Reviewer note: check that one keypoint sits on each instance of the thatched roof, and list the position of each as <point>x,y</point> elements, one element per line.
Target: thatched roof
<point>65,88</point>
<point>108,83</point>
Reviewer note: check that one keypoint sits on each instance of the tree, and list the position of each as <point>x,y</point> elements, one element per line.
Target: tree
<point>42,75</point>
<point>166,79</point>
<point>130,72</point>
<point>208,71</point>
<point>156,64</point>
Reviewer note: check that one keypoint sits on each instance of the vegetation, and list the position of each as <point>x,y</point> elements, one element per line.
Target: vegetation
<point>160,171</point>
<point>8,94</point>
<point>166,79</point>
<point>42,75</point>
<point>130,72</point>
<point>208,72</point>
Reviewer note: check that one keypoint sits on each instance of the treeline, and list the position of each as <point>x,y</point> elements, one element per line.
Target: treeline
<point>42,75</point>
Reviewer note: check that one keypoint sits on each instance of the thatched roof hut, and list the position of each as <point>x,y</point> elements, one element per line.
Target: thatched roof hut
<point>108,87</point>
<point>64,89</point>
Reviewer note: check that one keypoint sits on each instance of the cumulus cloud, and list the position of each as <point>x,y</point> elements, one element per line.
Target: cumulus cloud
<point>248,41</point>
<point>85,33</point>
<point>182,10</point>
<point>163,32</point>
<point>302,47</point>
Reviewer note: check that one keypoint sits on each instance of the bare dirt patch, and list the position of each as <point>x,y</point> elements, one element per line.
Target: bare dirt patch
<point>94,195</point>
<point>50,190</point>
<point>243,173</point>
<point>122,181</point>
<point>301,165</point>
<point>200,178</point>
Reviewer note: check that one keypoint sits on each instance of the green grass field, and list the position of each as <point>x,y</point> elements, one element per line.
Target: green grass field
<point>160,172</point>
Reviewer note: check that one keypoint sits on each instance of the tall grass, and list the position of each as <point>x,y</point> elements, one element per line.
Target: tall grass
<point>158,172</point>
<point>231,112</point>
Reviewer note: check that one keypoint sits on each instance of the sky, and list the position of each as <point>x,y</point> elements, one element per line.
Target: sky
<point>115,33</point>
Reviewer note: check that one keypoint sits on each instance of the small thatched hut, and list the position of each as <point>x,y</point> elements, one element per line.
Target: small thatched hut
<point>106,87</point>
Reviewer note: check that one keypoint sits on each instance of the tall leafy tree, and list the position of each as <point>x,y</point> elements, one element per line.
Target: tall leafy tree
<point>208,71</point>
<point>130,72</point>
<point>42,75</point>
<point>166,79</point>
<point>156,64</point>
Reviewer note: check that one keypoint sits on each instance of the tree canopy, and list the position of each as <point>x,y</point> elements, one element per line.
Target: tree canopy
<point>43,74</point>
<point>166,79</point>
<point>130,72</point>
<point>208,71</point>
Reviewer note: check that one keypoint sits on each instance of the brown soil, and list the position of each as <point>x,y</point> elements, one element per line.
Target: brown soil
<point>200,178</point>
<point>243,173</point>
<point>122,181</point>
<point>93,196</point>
______
What is being asked:
Line by line, write out the whole listing exactly.

Solution below:
Reviewer note: check that one keypoint sits on each instance of the thatched roof, and list the position of each as <point>x,y</point> elements, one element per line.
Target: thatched roof
<point>65,88</point>
<point>108,83</point>
Reviewer note: check that one keypoint sits on each instance of the tree, and list the position of each as <point>x,y</point> elements, one element per line.
Target: tree
<point>42,75</point>
<point>166,79</point>
<point>130,72</point>
<point>208,71</point>
<point>156,64</point>
Reviewer note: check that one keypoint sits on each instance of the vegetation, and list the position of each as <point>x,y</point> elements, one element per line.
Target: vegetation
<point>160,171</point>
<point>8,94</point>
<point>166,79</point>
<point>42,75</point>
<point>130,72</point>
<point>208,72</point>
Reviewer note: check that one keypoint sits on each instance of the treeline, and list the position of each as <point>x,y</point> elements, one element per line.
Target: treeline
<point>42,75</point>
Reviewer note: check that one keypoint sits on each instance of the thatched roof hut, and list the position of each as <point>x,y</point> elements, one element per line.
Target: thatched roof hut
<point>108,87</point>
<point>64,89</point>
Reviewer note: check that one keypoint sits on each instance of the cumulus cloud, and list the position of each as <point>x,y</point> elements, one element per line.
Target: cumulus cloud
<point>248,41</point>
<point>85,33</point>
<point>182,10</point>
<point>163,32</point>
<point>302,47</point>
Reviewer note: check that one keypoint sits on each instance of the bare dirt patch, and list the position of each as <point>x,y</point> elements, one element per line.
Target: bare dirt patch
<point>94,195</point>
<point>50,190</point>
<point>243,173</point>
<point>122,181</point>
<point>301,165</point>
<point>200,178</point>
Reviewer note: check that one keypoint sits on each instance of the green grass field, and list the position of each as <point>x,y</point> elements, one element per line.
Target: green grass field
<point>160,172</point>
Reviewer note: check that one keypoint sits on each instance of the tall grass, and list the position of each as <point>x,y</point> elements, one element per line.
Target: tall grass
<point>158,172</point>
<point>231,112</point>
Reviewer note: check that one keypoint sits on each instance of the sky, and list the position of each as <point>x,y</point> elements, one element per line.
Target: sky
<point>115,33</point>
Reviewer note: check that one keypoint sits on each instance of the small thatched hut, and list the position of each as <point>x,y</point> elements, one element per line.
Target: small thatched hut
<point>106,87</point>
Reviewer note: check that one keypoint sits on each instance of the tall leafy tree, and list the position of each as <point>x,y</point> elements, one element per line.
Target: tall leafy tree
<point>208,71</point>
<point>130,72</point>
<point>42,75</point>
<point>166,79</point>
<point>156,64</point>
Reviewer note: check that one keypoint sits on each instance of the tree canopy, and list the position of each as <point>x,y</point> elements, one element per line.
Target: tree canopy
<point>43,74</point>
<point>166,79</point>
<point>130,72</point>
<point>208,71</point>
Reviewer note: check that one keypoint sits on each instance of the brown soil, and list the position of each as <point>x,y</point> elements, one element per line.
Target: brown soil
<point>200,178</point>
<point>243,173</point>
<point>122,181</point>
<point>93,196</point>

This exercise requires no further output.